What is expected. The line containing "One marker serves each instance of the rocky" marks the start; return it and every line after it in the listing below, exactly, through the last.

Given data.

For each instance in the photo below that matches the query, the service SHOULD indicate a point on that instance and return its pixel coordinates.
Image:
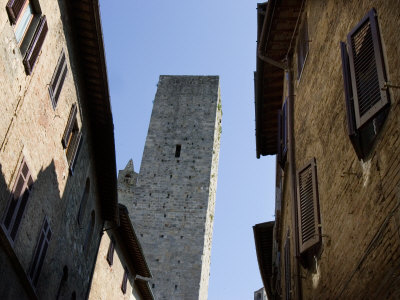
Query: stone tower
(172, 205)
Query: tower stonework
(172, 205)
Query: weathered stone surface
(172, 205)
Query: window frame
(308, 207)
(11, 230)
(39, 254)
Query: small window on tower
(178, 151)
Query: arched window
(90, 230)
(82, 207)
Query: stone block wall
(32, 129)
(173, 203)
(359, 199)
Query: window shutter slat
(73, 150)
(308, 207)
(40, 252)
(14, 8)
(367, 69)
(36, 45)
(70, 125)
(348, 93)
(288, 276)
(58, 79)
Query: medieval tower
(172, 201)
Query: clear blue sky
(145, 39)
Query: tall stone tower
(172, 205)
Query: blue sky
(145, 39)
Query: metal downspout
(292, 171)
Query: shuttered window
(30, 28)
(72, 138)
(302, 47)
(364, 77)
(18, 201)
(40, 253)
(308, 207)
(14, 9)
(124, 280)
(58, 79)
(282, 135)
(288, 276)
(36, 45)
(367, 69)
(110, 253)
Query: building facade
(172, 204)
(121, 270)
(57, 157)
(327, 90)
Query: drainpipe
(292, 172)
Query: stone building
(57, 157)
(327, 89)
(121, 270)
(172, 204)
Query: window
(178, 151)
(302, 47)
(89, 232)
(72, 138)
(282, 135)
(82, 206)
(124, 280)
(364, 75)
(40, 252)
(110, 253)
(288, 276)
(18, 201)
(58, 78)
(30, 29)
(308, 207)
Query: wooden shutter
(40, 252)
(282, 135)
(73, 149)
(288, 276)
(124, 280)
(35, 46)
(348, 92)
(308, 207)
(58, 79)
(110, 253)
(70, 125)
(18, 201)
(14, 8)
(302, 47)
(367, 69)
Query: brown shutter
(110, 253)
(14, 8)
(40, 252)
(308, 207)
(58, 78)
(348, 92)
(36, 45)
(124, 280)
(73, 149)
(18, 201)
(70, 126)
(288, 276)
(367, 69)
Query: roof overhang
(89, 51)
(276, 35)
(264, 237)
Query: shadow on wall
(41, 242)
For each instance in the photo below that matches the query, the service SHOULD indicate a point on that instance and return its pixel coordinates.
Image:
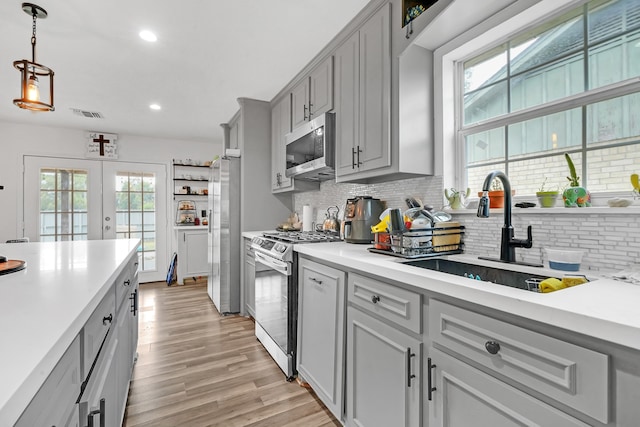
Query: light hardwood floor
(196, 368)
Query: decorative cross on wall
(100, 140)
(101, 145)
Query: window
(568, 85)
(63, 205)
(136, 213)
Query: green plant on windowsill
(575, 195)
(546, 197)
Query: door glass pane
(63, 204)
(135, 192)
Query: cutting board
(11, 266)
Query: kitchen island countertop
(605, 309)
(44, 307)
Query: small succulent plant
(574, 179)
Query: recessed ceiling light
(147, 35)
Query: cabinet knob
(108, 318)
(492, 347)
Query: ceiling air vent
(88, 114)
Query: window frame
(449, 60)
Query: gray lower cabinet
(384, 354)
(383, 373)
(54, 403)
(465, 396)
(249, 279)
(321, 302)
(103, 365)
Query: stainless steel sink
(514, 279)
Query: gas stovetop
(302, 236)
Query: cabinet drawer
(574, 375)
(95, 329)
(125, 281)
(55, 401)
(395, 304)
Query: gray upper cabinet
(280, 126)
(313, 95)
(363, 90)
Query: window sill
(593, 210)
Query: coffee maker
(360, 214)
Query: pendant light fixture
(31, 71)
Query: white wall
(18, 140)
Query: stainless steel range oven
(276, 293)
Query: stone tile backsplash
(427, 189)
(611, 240)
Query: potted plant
(575, 196)
(547, 198)
(496, 194)
(457, 199)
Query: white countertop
(44, 307)
(191, 227)
(605, 309)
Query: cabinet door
(234, 136)
(321, 332)
(347, 72)
(321, 96)
(124, 356)
(101, 397)
(55, 400)
(465, 396)
(375, 92)
(249, 279)
(192, 253)
(383, 374)
(280, 126)
(300, 103)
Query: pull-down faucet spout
(507, 243)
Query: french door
(73, 199)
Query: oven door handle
(275, 264)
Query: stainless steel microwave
(310, 149)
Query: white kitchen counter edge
(18, 390)
(604, 309)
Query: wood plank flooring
(196, 368)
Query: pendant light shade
(32, 73)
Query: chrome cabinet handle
(319, 282)
(430, 387)
(108, 318)
(493, 347)
(410, 376)
(100, 411)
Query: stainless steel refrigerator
(223, 282)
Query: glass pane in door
(63, 204)
(136, 213)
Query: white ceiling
(208, 53)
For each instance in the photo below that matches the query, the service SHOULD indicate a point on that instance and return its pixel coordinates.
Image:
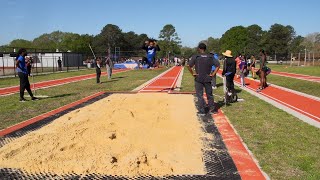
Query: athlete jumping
(151, 48)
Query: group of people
(207, 65)
(99, 64)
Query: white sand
(123, 134)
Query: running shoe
(22, 100)
(34, 99)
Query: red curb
(247, 167)
(51, 83)
(164, 83)
(45, 115)
(297, 76)
(301, 104)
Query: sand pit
(122, 134)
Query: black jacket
(229, 65)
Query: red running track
(297, 76)
(164, 83)
(46, 84)
(301, 104)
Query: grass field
(286, 147)
(307, 87)
(308, 70)
(14, 81)
(13, 112)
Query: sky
(194, 20)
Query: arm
(216, 63)
(190, 66)
(158, 48)
(18, 64)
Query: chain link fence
(43, 62)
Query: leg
(22, 84)
(214, 81)
(199, 92)
(108, 71)
(262, 75)
(210, 97)
(28, 86)
(98, 77)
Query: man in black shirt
(203, 76)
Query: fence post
(53, 59)
(3, 66)
(67, 62)
(305, 57)
(313, 58)
(41, 63)
(14, 67)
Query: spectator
(243, 71)
(109, 66)
(29, 64)
(98, 70)
(23, 75)
(202, 78)
(229, 71)
(215, 68)
(59, 64)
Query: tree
(213, 44)
(21, 43)
(235, 39)
(187, 52)
(169, 41)
(255, 34)
(312, 42)
(296, 45)
(50, 41)
(278, 39)
(111, 36)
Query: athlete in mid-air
(151, 48)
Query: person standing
(109, 66)
(243, 71)
(98, 70)
(59, 64)
(253, 66)
(262, 71)
(151, 48)
(29, 64)
(238, 61)
(202, 78)
(216, 69)
(23, 75)
(229, 71)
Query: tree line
(279, 39)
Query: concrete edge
(248, 150)
(150, 81)
(298, 115)
(179, 81)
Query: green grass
(13, 112)
(307, 87)
(286, 147)
(308, 70)
(14, 81)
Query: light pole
(305, 56)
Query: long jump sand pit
(122, 134)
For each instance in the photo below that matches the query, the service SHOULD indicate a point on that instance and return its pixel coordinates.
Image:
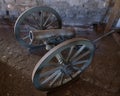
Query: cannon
(67, 56)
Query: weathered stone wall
(73, 12)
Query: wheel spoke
(49, 72)
(47, 20)
(26, 37)
(51, 23)
(60, 58)
(50, 77)
(70, 53)
(78, 52)
(36, 21)
(56, 78)
(81, 56)
(79, 62)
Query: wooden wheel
(62, 64)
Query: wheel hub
(68, 69)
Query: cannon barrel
(45, 34)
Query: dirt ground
(102, 78)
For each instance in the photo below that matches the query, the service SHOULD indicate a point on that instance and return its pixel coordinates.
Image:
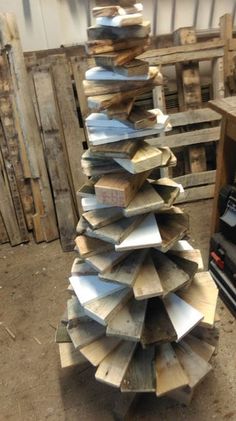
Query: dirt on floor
(33, 295)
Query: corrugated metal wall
(50, 23)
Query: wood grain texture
(140, 375)
(147, 283)
(128, 323)
(96, 351)
(169, 373)
(112, 369)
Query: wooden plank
(194, 366)
(202, 115)
(146, 200)
(12, 144)
(128, 323)
(147, 283)
(90, 288)
(169, 373)
(183, 316)
(146, 158)
(158, 326)
(105, 261)
(112, 369)
(135, 31)
(172, 277)
(127, 270)
(3, 233)
(116, 232)
(96, 351)
(7, 208)
(31, 145)
(145, 236)
(55, 157)
(98, 219)
(119, 189)
(196, 179)
(73, 134)
(85, 333)
(104, 309)
(197, 193)
(140, 375)
(202, 295)
(69, 356)
(189, 138)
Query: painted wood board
(128, 323)
(200, 347)
(158, 327)
(79, 267)
(69, 356)
(116, 232)
(119, 189)
(194, 366)
(146, 200)
(104, 309)
(202, 295)
(96, 351)
(145, 236)
(169, 373)
(140, 374)
(127, 270)
(120, 21)
(91, 288)
(98, 218)
(147, 283)
(112, 369)
(85, 333)
(172, 277)
(75, 312)
(91, 246)
(123, 149)
(134, 31)
(100, 73)
(146, 158)
(183, 316)
(105, 261)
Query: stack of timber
(141, 307)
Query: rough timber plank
(127, 270)
(119, 189)
(172, 277)
(140, 375)
(112, 369)
(85, 333)
(128, 323)
(202, 295)
(195, 367)
(91, 246)
(169, 373)
(31, 144)
(147, 283)
(158, 326)
(73, 134)
(96, 351)
(69, 356)
(104, 309)
(103, 32)
(55, 157)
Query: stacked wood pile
(141, 310)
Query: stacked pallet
(141, 306)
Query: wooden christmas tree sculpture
(141, 306)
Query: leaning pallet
(141, 304)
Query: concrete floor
(32, 385)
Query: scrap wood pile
(141, 309)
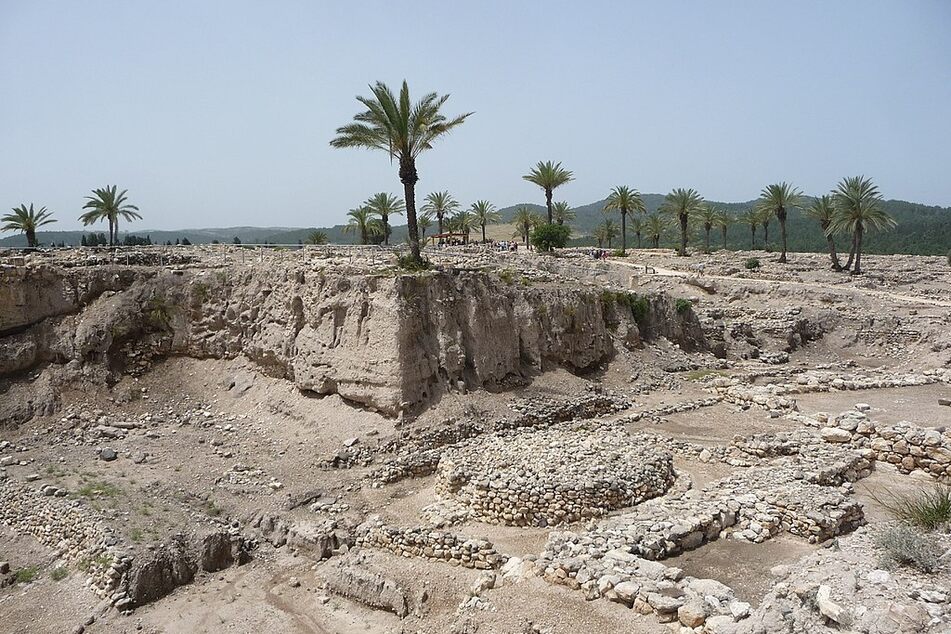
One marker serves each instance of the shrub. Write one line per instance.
(549, 237)
(905, 546)
(409, 263)
(927, 509)
(26, 575)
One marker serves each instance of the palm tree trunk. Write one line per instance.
(623, 231)
(683, 234)
(858, 250)
(782, 233)
(409, 177)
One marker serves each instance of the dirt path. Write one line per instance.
(896, 297)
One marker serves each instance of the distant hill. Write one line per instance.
(921, 230)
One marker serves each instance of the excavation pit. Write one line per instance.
(553, 476)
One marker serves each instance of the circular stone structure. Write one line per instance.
(552, 476)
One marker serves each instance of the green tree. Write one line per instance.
(656, 225)
(317, 237)
(442, 205)
(624, 200)
(752, 219)
(682, 204)
(27, 220)
(777, 199)
(361, 222)
(383, 205)
(525, 220)
(403, 130)
(822, 210)
(550, 236)
(109, 204)
(484, 213)
(858, 208)
(706, 215)
(562, 213)
(549, 176)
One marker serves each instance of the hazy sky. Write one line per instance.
(220, 113)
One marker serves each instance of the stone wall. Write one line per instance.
(904, 445)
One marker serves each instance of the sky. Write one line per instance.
(219, 114)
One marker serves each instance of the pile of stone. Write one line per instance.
(551, 476)
(77, 536)
(430, 544)
(904, 445)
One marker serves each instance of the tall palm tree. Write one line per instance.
(424, 221)
(751, 218)
(549, 176)
(723, 221)
(525, 220)
(656, 225)
(822, 210)
(858, 208)
(625, 200)
(706, 215)
(403, 130)
(109, 204)
(462, 222)
(777, 199)
(682, 204)
(362, 222)
(484, 213)
(637, 225)
(27, 220)
(383, 205)
(442, 205)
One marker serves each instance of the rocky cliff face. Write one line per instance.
(387, 341)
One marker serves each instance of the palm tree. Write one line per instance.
(624, 200)
(109, 204)
(682, 203)
(27, 220)
(525, 219)
(822, 210)
(484, 213)
(549, 175)
(656, 225)
(383, 205)
(424, 222)
(750, 217)
(706, 215)
(723, 221)
(363, 223)
(317, 237)
(858, 208)
(637, 224)
(403, 130)
(778, 199)
(562, 213)
(442, 204)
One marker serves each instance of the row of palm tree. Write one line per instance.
(106, 203)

Solution.
One marker serves each instance of the rocky cliff face. Write one line per instance.
(387, 341)
One marker serves each instance of the palm tree. Write one line per instance.
(624, 200)
(109, 204)
(682, 203)
(27, 220)
(525, 219)
(822, 210)
(484, 213)
(549, 175)
(656, 225)
(383, 205)
(424, 222)
(750, 217)
(706, 215)
(723, 221)
(363, 223)
(317, 237)
(858, 208)
(637, 224)
(403, 130)
(778, 199)
(562, 213)
(442, 204)
One marker serves each instance of the row of palm tree. Write one line per instance.
(106, 203)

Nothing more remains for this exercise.